What you need to do ▸
1. Translate this sentence from the excerpt on democracy in the Middle East into Spanish: "The reality is that the stability we thought we saw in the Middle East was a mirage."
2. Please print the part of the excerpt on democracy in the Middle East starting with "Every civilized nation, including" and going on through "their own destinies.".

Document section ▸
%%
Some of the changes in the Middle East are happening gradually, but they are real. Algeria has held its first competitive presidential election, and the military remained neutral. The United Arab Emirates recently announced that half of the seats in its Federal National Council will be chosen by elections. Kuwait held elections in which women were allowed to vote and run for office for the first time. Citizens have voted in municipal elections in Saudi Arabia, in parliamentary elections in Jordan and Bahrain, and in multiparty presidential elections in Yemen and Egypt. These are important steps, and the governments should continue to move forward with other reforms that show they trust their people. Every nation that travels the road to freedom moves at a different pace, and the democracies they build will reflect their own culture and traditions. But the destination is the same: A free society where people live at peace with each other and at peace with the world.

Some have argued that the democratic changes we're seeing in the Middle East are destabilizing the region. This argument rests on a false assumption, that the Middle East was stable to begin with. The reality is that the stability we thought we saw in the Middle East was a mirage. For decades, millions of men and women in the region have been trapped in oppression and hopelessness. And these conditions left a generation disillusioned, and made this region a breeding ground for extremism.

Imagine what it's like to be a young person living in a country that is not moving toward reform. You're 21 years old, and while your peers in other parts of the world are casting their ballots for the first time, you are powerless to change the course of your government. While your peers in other parts of the world have received educations that prepare them for the opportunities of a global economy, you have been fed propaganda and conspiracy theories that blame others for your country's shortcomings. And everywhere you turn, you hear extremists who tell you that you can escape your misery and regain your dignity through violence and terror and martyrdom. For many across the broader Middle East, this is the dismal choice presented every day.

Every civilized nation, including those in the Muslim world, must support those in the region who are offering a more hopeful alternative. We know that when people have a voice in their future, they are less likely to blow themselves up in suicide attacks. We know that when leaders are accountable to their people, they are more likely to seek national greatness in the achievements of their citizens, rather than in terror and conquest. So we must stand with democratic leaders and moderate reformers across the broader Middle East. We must give them voice to the hopes of decent men and women who want for their children the same things we want for ours. We must seek stability through a free and just Middle East where the extremists are marginalized by millions of citizens in control of their own destinies.

Today, I'd like to speak directly to the people across the broader Middle East: My country desires peace. Extremists in your midst spread propaganda claiming that the West is engaged in a war against Islam. This propaganda is false, and its purpose is to confuse you and justify acts of terror. We respect Islam, but we will protect our people from those who pervert Islam to sow death and destruction. Our goal is to help you build a more tolerant and hopeful society that honors people of all faiths and promote the peace.
%%
Dataset records ▸
%%
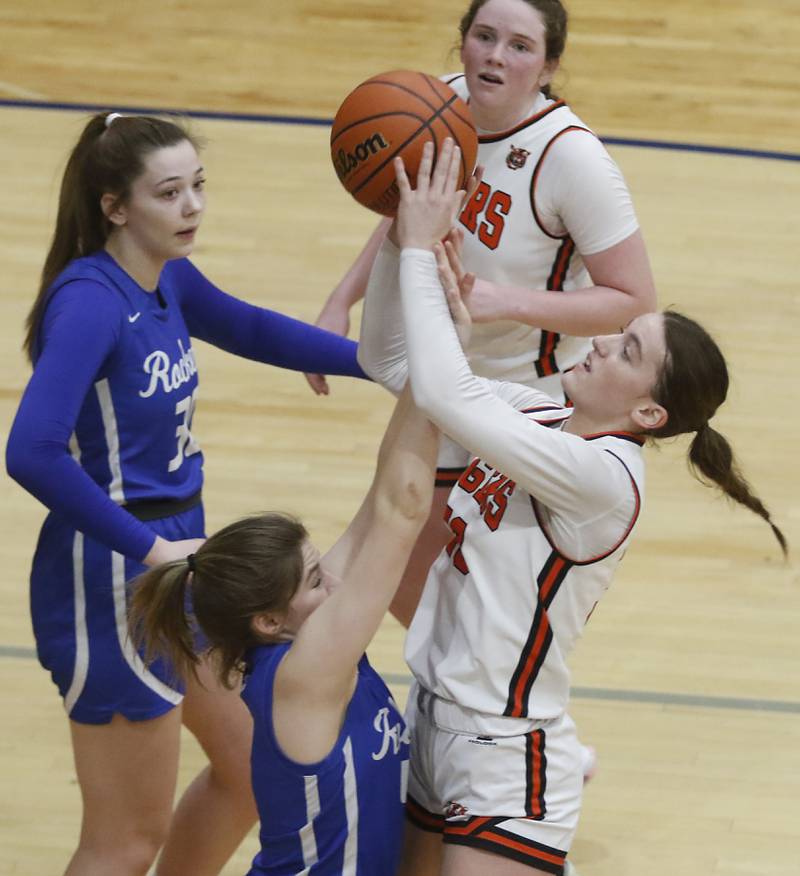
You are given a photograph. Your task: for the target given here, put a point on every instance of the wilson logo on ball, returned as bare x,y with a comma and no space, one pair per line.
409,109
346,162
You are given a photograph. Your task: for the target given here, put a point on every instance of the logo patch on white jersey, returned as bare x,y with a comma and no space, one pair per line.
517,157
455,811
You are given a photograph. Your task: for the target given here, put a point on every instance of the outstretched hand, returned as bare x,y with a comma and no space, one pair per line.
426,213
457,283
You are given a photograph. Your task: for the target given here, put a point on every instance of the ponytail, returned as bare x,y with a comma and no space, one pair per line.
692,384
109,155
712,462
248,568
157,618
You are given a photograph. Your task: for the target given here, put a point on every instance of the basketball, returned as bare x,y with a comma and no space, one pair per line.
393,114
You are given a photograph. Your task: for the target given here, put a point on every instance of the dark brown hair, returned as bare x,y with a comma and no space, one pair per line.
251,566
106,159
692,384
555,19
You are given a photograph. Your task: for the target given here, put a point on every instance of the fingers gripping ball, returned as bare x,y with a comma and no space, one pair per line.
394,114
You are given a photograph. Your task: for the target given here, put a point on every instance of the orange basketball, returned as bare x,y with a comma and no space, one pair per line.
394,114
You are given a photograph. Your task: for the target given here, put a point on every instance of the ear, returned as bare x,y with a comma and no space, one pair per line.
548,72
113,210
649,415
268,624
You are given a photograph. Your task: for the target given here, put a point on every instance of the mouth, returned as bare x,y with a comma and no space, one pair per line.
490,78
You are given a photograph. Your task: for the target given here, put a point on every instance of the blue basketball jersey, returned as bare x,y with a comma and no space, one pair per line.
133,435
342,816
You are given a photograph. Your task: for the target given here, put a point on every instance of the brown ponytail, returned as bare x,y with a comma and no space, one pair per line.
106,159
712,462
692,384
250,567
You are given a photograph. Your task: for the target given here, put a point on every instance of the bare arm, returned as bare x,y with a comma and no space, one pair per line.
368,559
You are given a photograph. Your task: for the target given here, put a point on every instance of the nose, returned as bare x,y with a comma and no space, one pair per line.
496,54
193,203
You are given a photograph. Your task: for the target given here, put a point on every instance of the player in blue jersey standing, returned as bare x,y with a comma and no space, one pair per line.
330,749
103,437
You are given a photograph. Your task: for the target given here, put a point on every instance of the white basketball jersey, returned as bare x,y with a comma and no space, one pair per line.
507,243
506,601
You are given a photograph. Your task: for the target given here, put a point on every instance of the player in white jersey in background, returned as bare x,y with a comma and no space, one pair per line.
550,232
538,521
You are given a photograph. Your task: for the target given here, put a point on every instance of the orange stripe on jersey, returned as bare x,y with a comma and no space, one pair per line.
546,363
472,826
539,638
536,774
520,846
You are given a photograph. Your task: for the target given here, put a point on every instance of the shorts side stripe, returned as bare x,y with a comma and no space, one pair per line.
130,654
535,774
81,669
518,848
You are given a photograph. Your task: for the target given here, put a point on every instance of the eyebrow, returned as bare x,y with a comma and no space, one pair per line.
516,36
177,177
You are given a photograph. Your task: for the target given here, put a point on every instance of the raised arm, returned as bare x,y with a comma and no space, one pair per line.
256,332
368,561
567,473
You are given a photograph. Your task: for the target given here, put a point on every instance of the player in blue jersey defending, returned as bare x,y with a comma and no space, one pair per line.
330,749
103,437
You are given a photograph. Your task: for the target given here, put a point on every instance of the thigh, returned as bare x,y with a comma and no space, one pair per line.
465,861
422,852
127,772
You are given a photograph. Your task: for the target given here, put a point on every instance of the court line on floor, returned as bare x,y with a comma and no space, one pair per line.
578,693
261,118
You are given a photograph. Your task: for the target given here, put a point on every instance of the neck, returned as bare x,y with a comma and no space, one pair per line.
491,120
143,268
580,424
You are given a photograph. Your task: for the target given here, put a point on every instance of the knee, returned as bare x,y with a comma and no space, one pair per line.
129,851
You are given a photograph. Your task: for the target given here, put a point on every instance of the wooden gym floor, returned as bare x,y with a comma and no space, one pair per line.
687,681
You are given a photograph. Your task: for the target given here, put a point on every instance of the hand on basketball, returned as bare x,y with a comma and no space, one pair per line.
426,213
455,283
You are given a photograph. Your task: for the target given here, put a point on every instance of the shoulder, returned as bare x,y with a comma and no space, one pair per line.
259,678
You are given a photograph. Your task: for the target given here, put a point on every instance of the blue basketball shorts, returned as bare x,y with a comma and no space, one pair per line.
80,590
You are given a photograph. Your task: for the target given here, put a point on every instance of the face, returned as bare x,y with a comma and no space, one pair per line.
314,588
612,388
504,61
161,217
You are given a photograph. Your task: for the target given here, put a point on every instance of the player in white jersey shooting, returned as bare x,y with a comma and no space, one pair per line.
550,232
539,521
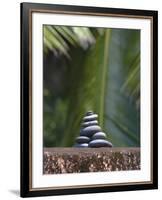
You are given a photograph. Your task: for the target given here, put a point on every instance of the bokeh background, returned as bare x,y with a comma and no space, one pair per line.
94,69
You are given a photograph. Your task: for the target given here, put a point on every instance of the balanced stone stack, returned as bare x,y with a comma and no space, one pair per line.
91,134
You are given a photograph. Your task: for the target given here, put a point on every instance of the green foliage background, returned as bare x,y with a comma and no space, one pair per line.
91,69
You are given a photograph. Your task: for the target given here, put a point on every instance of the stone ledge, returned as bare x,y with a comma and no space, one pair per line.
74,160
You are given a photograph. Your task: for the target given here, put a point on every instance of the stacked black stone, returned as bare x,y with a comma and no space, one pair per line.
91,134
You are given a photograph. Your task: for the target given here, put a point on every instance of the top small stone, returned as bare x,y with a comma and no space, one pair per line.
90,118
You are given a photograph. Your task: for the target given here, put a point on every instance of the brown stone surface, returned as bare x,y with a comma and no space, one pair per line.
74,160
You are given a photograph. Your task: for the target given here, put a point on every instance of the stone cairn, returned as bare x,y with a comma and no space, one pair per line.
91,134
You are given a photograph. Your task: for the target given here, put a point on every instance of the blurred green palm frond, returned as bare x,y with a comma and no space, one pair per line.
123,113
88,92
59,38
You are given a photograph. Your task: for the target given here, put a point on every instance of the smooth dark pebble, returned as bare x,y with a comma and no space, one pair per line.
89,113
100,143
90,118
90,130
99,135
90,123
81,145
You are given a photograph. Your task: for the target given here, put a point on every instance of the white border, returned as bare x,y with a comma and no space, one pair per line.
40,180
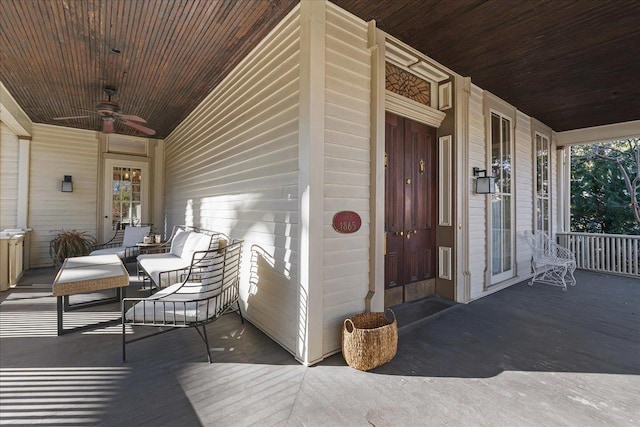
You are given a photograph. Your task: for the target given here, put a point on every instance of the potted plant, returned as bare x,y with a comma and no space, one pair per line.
%%
Answers for each item ▸
1. La realidad es que la estabilidad que creíamos ver en Oriente Medio era un espejismo.

2.
Every civilized nation, including those in the Muslim world, must support those in the region who are offering a more hopeful alternative. We know that when people have a voice in their future, they are less likely to blow themselves up in suicide attacks. We know that when leaders are accountable to their people, they are more likely to seek national greatness in the achievements of their citizens, rather than in terror and conquest. So we must stand with democratic leaders and moderate reformers across the broader Middle East. We must give them voice to the hopes of decent men and women who want for their children the same things we want for ours. We must seek stability through a free and just Middle East where the extremists are marginalized by millions of citizens in control of their own destinies.